• **Supplied text**
Elina Azrilyan

Homework 5

November 25th, 2018

Chapter 5 - Inference for Numerical Data Practice: 5.5, 5.19, 5.45 Graded: 5.6, 5.48

5.5 Working backwards, Part I. A 95% confidence interval for a population mean, μ, is given as (18.985, 21.015). This confidence interval is based on a simple random sample of 36 observations. Calculate the sample mean and standard deviation. Assume that all conditions necessary for inference are satisfied. Use the t-distribution in any calculations.

mu<-(21.015+18.986)/2
mu
## [1] 20.0005
marginoferror<-(21.015-18.986)/2
marginoferror
## [1] 1.0145
t.value <- qt(.975, 35)
t.value
## [1] 2.030108
(marginoferror/t.value)*6
## [1] 2.998363

*5.6 Working backwards, Part II. A 90% confidence interval for a population mean is (65, 77). The population distribution is approximately normal and the population standard deviation is unknown. This confidence interval is based on a simple random sample of 25 observations. Calculate the sample mean, the margin of error, and the sample standard deviation.

mu<-(65+77)/2
mu
## [1] 71
n<-25
marginoferror<-(77-65)/2
marginoferror
## [1] 6
t.value <- qt(.95, 24)
t.value
## [1] 1.710882
(marginoferror/t.value)*5
## [1] 17.53481

*5.48 Work hours and education. The General Social Survey collects data on demographics, education, and work, among many other characteristics of US residents. Using ANOVA, we can consider educational attainment levels for all 1,172 respondents at once. Below are the distributions of hours worked by educational attainment and relevant summary statistics that will be helpful in carrying out this analysis.

• **Given information**
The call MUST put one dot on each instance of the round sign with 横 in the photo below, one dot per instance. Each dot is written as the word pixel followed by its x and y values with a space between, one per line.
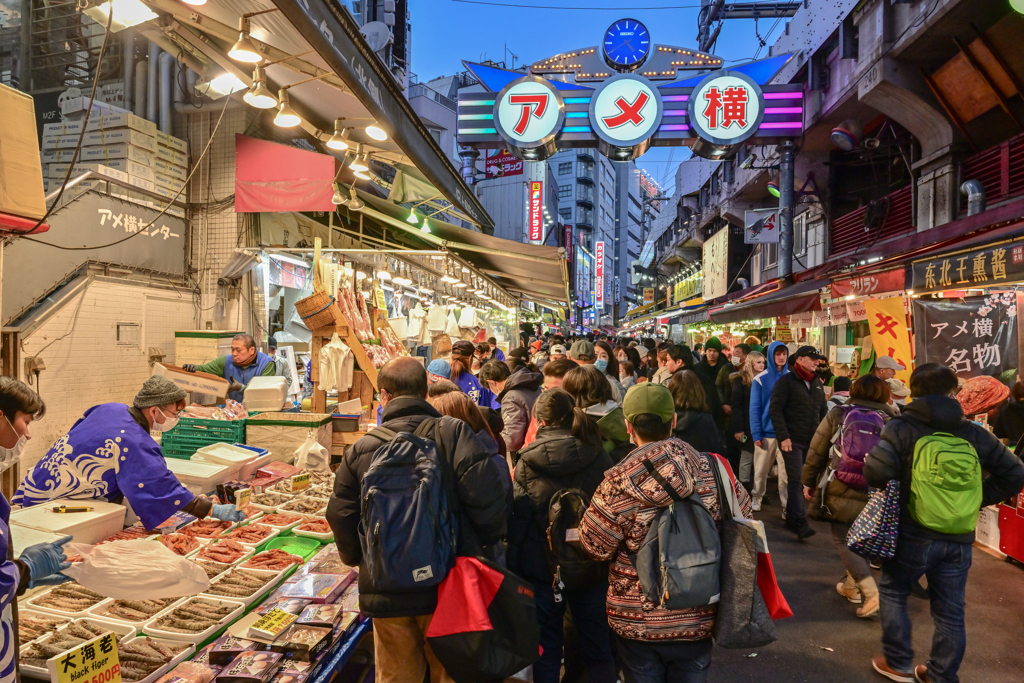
pixel 625 113
pixel 726 108
pixel 528 113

• **Goal 1**
How would you rewrite the paragraph of the statistics homework that begins "*5.6 Working backwards, Part II." as a short bulleted list, keeping its main facts?
• **Goal 2**
Proceed with the statistics homework from the point where it stops.
The listing is material separate from the statistics homework.

• **Expected output 1**
- A 90% confidence interval for a population mean is (65, 77).
- The population distribution is approximately normal, and its standard deviation is unknown.
- The interval comes from a simple random sample of 25 observations.
- Find the sample mean, the margin of error, and the sample standard deviation.

• **Expected output 2**
  1. Write hypotheses for evaluating whether the average number of hours worked varies across the five groups.

H0: Average number of hours worked across five groups is the same.

HA: Average number of hours worked across five groups is different for at least 1 group.

  1. Check conditions and describe any assumptions you must make to proceed with the test.

We assume independence within groups: that all observations in all education groups are sampled randomly and that the observations we are looking at are less that 10% of the entire population for each education group. We also assume independence between groups, which is reasonalbe since the sample is random. We can set that the sample size is over 30 and we can assume that the distribution is normal.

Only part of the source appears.